§ **QUOTED TEXT**

----------------

If you are lonely when you’re alone, you are in bad company

By Shona Turner, who studies at St Francis' College. She lives in Hertfordshire, UK. Please read her article and leave your thoughts and comments below.

The imagination is a wonderful escape that allows us to detach from the real world and entertain ourselves when alone. In this respect, one should not be lonely when you are alone, if your imagination is good enough. However, an inquisitive mind may come up with theories and theses that prove interesting at first, but after some time will become boring, as a one-sided debate does not always work. You cannot expand your own ideas fully without talking to others. In this sense, you may be lonely whilst you are alone but only to a certain extent. Satre believed that man wanted to bring loneliness and nothingness together with knowledge and the fullest sense of being. It is in itself paradoxical as isolation for prolonged periods of time cannot bring out the best in you. In order for Sartre’s theory to work we must assume that said person does have regular contact with others and is not confined to their own company the whole time.

Humans naturally want to be part of a crowd, or to be surrounded by other people, of whom they appreciate the company. Throughout history, the justice system’s worst punishments were isolation, exile, or solitary confinement. It is estimated that in the USA there are around 80,000-100,000 prisoners being held in solitary confinement (study done in 2014). A study done in 1993 about prisoners kept in solitary confinement held in Pelican Bay prison in California were more likely to experience mental health issues, hallucinations and paranoia. (Casella J. and Rodriguez, S. 2016, What Is Solitary Confinement?). It was therefore a punishment to be left to your own devices, but perhaps more importantly, your own thoughts. In this case, it would be natural to feel lonely whilst by yourself, because as humans we crave contact with others and so, you cannot be without human contact for long.

This is not because you are in ‘bad company’ by yourself, but because we feel the need to be accepted somewhere in society. Perhaps, this is why we feel the need to put labels on almost every aspect of society. It can start simply: man, woman, gay, straight, bi-sexual, liberal, conservative, theist and atheist. The list could go on and on, but when people do start adding to the already extensive list of labels, it becomes a whole haze of confusion. Everyone is different and unique – something you are taught from an early age in most societies. So why do we feel the need to put umbrella terms over everything in society? It’s because we want to feel accepted. We want to feel like we belong, like we’ve found our ‘family’.

We do not want to be alone, because we do feel lonely and this is not necessarily because we’re in ‘bad company’; it’s as a result of our human nature. If we feel like we belong in society, or an aspect of society, we start to feel less alone. When you are physically alone, you are more comfortable in your thoughts (most of the time), because you know that somewhere, there are people, who have similar ideas to you. You feel less alone, because you have established that you belong and will not always be alone. Perhaps this is why as children we crave attention and to be surrounded by those we know, but as we get older we feel less need to constantly be around people. Adults, in theory, are more comfortable in themselves and their thoughts, so being alone is not always lonely. Age, therefore, plays a large part in our loneliness because as we become more accustomed to the world around us, and more secure in our ideas and ourselves we do not need the constant reassurance of people around us. Thus adults, in theory, do not feel as lonely as a child would whilst they are alone.

----------------

Annotated coordinate records:
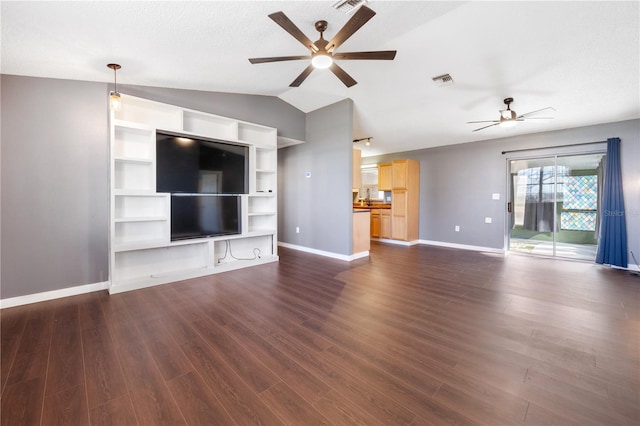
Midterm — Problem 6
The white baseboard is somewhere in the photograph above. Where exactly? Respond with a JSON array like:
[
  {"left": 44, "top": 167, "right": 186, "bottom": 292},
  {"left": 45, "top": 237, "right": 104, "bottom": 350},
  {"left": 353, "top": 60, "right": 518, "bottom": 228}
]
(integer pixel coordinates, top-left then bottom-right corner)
[
  {"left": 611, "top": 263, "right": 640, "bottom": 274},
  {"left": 278, "top": 241, "right": 369, "bottom": 262},
  {"left": 0, "top": 281, "right": 109, "bottom": 309},
  {"left": 371, "top": 238, "right": 420, "bottom": 247},
  {"left": 420, "top": 240, "right": 505, "bottom": 254}
]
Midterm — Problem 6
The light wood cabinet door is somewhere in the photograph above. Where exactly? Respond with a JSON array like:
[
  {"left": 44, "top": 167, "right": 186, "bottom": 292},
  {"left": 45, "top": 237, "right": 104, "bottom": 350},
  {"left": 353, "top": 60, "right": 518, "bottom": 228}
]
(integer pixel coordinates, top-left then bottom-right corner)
[
  {"left": 391, "top": 189, "right": 408, "bottom": 240},
  {"left": 371, "top": 210, "right": 381, "bottom": 238},
  {"left": 380, "top": 209, "right": 391, "bottom": 238},
  {"left": 378, "top": 163, "right": 393, "bottom": 191},
  {"left": 351, "top": 149, "right": 362, "bottom": 191},
  {"left": 392, "top": 160, "right": 407, "bottom": 189}
]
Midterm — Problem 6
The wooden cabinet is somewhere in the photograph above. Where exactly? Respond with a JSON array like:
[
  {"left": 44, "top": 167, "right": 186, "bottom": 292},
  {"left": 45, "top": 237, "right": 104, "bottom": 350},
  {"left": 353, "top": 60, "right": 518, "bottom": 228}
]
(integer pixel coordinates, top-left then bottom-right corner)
[
  {"left": 371, "top": 209, "right": 380, "bottom": 238},
  {"left": 352, "top": 210, "right": 371, "bottom": 254},
  {"left": 391, "top": 160, "right": 420, "bottom": 241},
  {"left": 378, "top": 163, "right": 393, "bottom": 191},
  {"left": 351, "top": 149, "right": 362, "bottom": 192},
  {"left": 380, "top": 209, "right": 391, "bottom": 238},
  {"left": 391, "top": 160, "right": 409, "bottom": 189}
]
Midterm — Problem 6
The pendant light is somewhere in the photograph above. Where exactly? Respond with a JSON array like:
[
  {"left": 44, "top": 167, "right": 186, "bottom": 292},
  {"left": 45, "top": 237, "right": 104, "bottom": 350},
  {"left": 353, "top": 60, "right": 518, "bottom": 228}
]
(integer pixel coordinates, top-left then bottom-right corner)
[{"left": 107, "top": 64, "right": 122, "bottom": 111}]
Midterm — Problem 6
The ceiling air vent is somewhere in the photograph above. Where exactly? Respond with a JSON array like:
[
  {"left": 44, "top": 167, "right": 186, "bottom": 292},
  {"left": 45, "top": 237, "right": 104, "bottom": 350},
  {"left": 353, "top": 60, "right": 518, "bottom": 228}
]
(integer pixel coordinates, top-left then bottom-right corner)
[
  {"left": 431, "top": 74, "right": 453, "bottom": 87},
  {"left": 333, "top": 0, "right": 367, "bottom": 13}
]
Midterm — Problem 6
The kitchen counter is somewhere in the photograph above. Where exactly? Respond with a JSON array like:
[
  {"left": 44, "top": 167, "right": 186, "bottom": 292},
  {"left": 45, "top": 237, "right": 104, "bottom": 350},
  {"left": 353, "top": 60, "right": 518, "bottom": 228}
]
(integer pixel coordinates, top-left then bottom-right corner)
[{"left": 353, "top": 204, "right": 391, "bottom": 211}]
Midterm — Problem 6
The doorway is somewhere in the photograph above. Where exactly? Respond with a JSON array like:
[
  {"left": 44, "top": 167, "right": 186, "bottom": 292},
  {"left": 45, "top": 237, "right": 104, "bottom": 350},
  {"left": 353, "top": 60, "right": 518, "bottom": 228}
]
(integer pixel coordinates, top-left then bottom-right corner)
[{"left": 507, "top": 152, "right": 605, "bottom": 261}]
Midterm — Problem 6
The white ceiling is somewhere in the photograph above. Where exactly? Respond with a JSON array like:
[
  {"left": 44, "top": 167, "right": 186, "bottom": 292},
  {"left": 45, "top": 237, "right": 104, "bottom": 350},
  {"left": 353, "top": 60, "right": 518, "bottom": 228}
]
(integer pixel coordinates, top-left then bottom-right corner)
[{"left": 1, "top": 0, "right": 640, "bottom": 156}]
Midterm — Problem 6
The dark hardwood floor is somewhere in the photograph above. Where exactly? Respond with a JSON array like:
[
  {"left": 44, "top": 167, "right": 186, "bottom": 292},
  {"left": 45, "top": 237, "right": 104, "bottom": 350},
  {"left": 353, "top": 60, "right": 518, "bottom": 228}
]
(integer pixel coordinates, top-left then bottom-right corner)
[{"left": 0, "top": 243, "right": 640, "bottom": 425}]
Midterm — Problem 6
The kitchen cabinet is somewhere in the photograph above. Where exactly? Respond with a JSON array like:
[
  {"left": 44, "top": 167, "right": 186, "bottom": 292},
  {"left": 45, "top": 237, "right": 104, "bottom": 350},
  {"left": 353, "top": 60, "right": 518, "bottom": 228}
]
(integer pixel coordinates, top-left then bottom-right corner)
[
  {"left": 352, "top": 210, "right": 371, "bottom": 254},
  {"left": 380, "top": 209, "right": 391, "bottom": 238},
  {"left": 378, "top": 163, "right": 393, "bottom": 191},
  {"left": 371, "top": 209, "right": 381, "bottom": 238},
  {"left": 391, "top": 159, "right": 420, "bottom": 241},
  {"left": 351, "top": 149, "right": 362, "bottom": 192}
]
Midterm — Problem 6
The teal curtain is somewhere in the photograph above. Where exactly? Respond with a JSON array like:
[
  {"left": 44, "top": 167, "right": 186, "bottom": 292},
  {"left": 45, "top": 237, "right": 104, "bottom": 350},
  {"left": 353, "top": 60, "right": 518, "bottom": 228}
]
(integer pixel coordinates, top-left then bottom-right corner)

----------------

§ **REQUIREMENTS**
1: Which California prison held the prisoners in the 1993 solitary confinement study that the essay on loneliness cites?
2: Reproduce the passage of the essay on loneliness starting at "This is not because" and ending at "found our ‘family’.".
3: Carry on the essay on loneliness from the point where it stops.

§ **PER-TASK OUTPUTS**
1: Pelican Bay prison.

2:
This is not because you are in ‘bad company’ by yourself, but because we feel the need to be accepted somewhere in society. Perhaps, this is why we feel the need to put labels on almost every aspect of society. It can start simply: man, woman, gay, straight, bi-sexual, liberal, conservative, theist and atheist. The list could go on and on, but when people do start adding to the already extensive list of labels, it becomes a whole haze of confusion. Everyone is different and unique – something you are taught from an early age in most societies. So why do we feel the need to put umbrella terms over everything in society? It’s because we want to feel accepted. We want to feel like we belong, like we’ve found our ‘family’.

3:
Mental health is in the media a lot and is, quite rightly, being talked about more. Feeling alone when you are by yourself can very well put you in bad, and frankly dangerous company if you suffer from mental health issues such as depression and anxiety, or schizophrenia or dissociative identity disorder. The latter two are perhaps where the idea of being alone and lonely becomes hazy. Gollum, or Sméagol as he was also known, is a Stoor Hobbit and is famous for obsessing over The Ring in The Hobbit and The Lord of the Rings. He is possibly the most famous depiction of a character with dissociative identity disorder. These disorders can cause a person to have more than one personality or hear voices in their heads, so does that mean they are alone? Technically, yes it does, as alone means to have no one else present, coming from the Old English “eall āna” meaning ‘solitary’.  Yet it will not necessarily feel as if they are alone and so they are not ‘lonely’, but they are in worse company than if they truly felt lonely.

Although, generally, people who are alone and lonely may be in bad company, it is a sweeping generalisation as, like most things, it is all relative. I believe it depends on a number of things as to whether the person feels lonely when they are alone, and on whether that constitutes as meaning they are in bad company. Whilst Sartre’s theory is true in some circumstances, I do not believe it is applicable to all.

2 comments on “If you are lonely when you’re alone, you are in bad company

  1. the elite Year 11s - St Francis' College on

    We think it’s brilliant! There is a lot of depth here, regarding the theme of loneliness and mental health. The discussion about Sartre’s theory of loneliness is interesting, as she related it to our lives. She described many points of view, including her own. Well done!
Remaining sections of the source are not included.